* **Extract**:
####################

A brave new (virtual) world: distributed searches, relevance scoring and facets

作者:King Todd*; Narock Tom; Walker Raymond; Merka Jan; Joy Steven
来源:Earth Science Informatics, 2008, 1(1): 29-34.
DOI:10.1007/s12145-008-0002-7

摘要

Our ability to deal with complex systems has improved through information system research which includes improved modeling (both data and system), the use of semantics and advances in distributed computing. The past decade has seen an explosion in the amount and variety of geosciences data and the emergence of true open data repositories through which scientists can freely access this data. Those data are found in thousands of repositories located around the world. Virtual observatories have been created to address the challenge of helping scientists search those repositories to find and access the required data. This challenge is been addressed by using technologies such as the Internet (with ample connectivity and bandwidth), the Web, cheap computing power, cheap storage and standards for critical components. Many scientific disciplines are developing virtual observatories. Yet some of the most compelling science questions cross multiple domains. While semantics can provide cross domain reasoning, often the first step in answering a question is determining what resources are available which may be relevant to a topic. The topic can be expressed as simple phrases or word sequences. Using a common relevance scoring method at all locations can enable a federated search across loosely coupled providers. The results of which can be organized into facets to aid the user in selecting the most promising resources with which to pursue the scientific investigation. We describe an approach to developing and deploying relevance scoring methods and faceted results in this brave new (virtual) world. We have found that a scoring method which considers both the presence of terms and the proximity of these terms relative to the order of the terms in the query improves the assessment of relevance. We call this Term Presence-Proximity (TPP) scoring and describe a method for calculating a normalized score. TPP scoring compares favorably with other scoring approaches.

  • 出版日期2008-4

####################

* **Data entries**:
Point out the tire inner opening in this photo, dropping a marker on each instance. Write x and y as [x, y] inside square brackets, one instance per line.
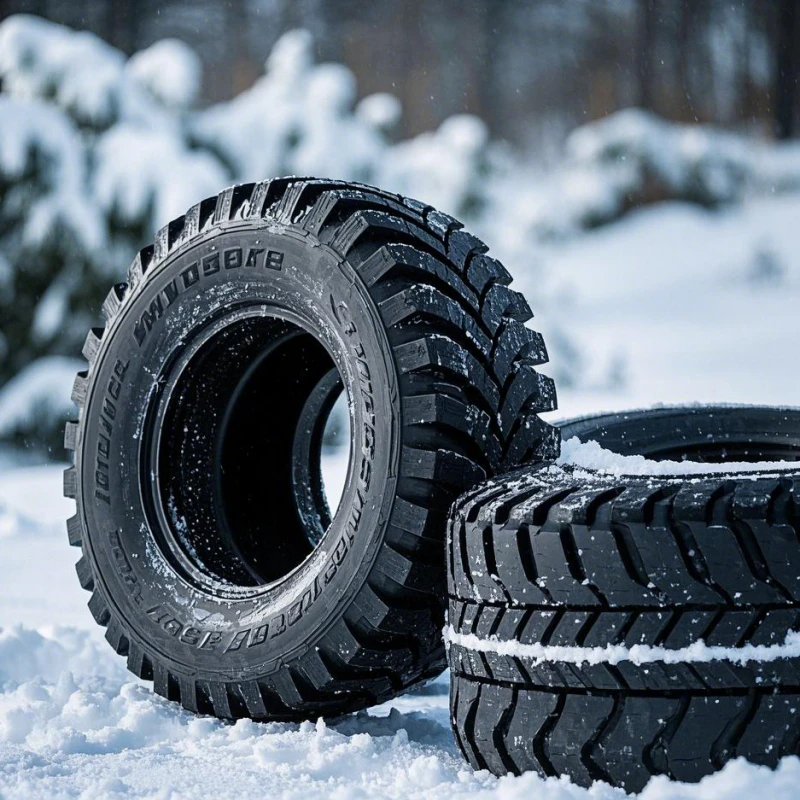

####################

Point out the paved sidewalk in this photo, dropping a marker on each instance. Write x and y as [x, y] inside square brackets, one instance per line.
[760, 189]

####################

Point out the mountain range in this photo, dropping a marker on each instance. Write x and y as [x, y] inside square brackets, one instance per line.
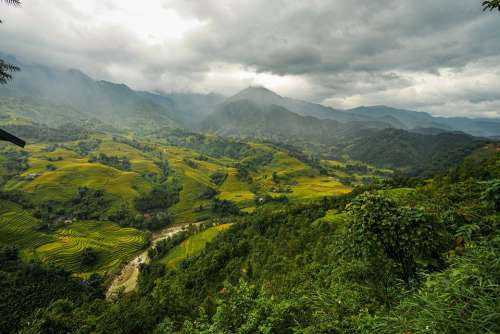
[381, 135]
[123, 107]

####################

* **Given request A**: Repeat, word for word, the passage of the abstract between "A brave new" and "2008, 1(1): 29-34.", inclusive.
* **Given request B**:
Answer these questions from the abstract, one per line, with the same labels.
(i) In which journal and year did the article appear?
(ii) According to the abstract, where are the geosciences data found?
(iii) What name do the authors give to the scoring method that considers both the presence and the proximity of terms?
The material bears no relation to the abstract.

* **Reply A**:
A brave new (virtual) world: distributed searches, relevance scoring and facets

作者:King Todd*; Narock Tom; Walker Raymond; Merka Jan; Joy Steven
来源:Earth Science Informatics, 2008, 1(1): 29-34.

* **Reply B**:
(i) Earth Science Informatics, 2008.
(ii) In thousands of repositories located around the world.
(iii) Term Presence-Proximity (TPP) scoring.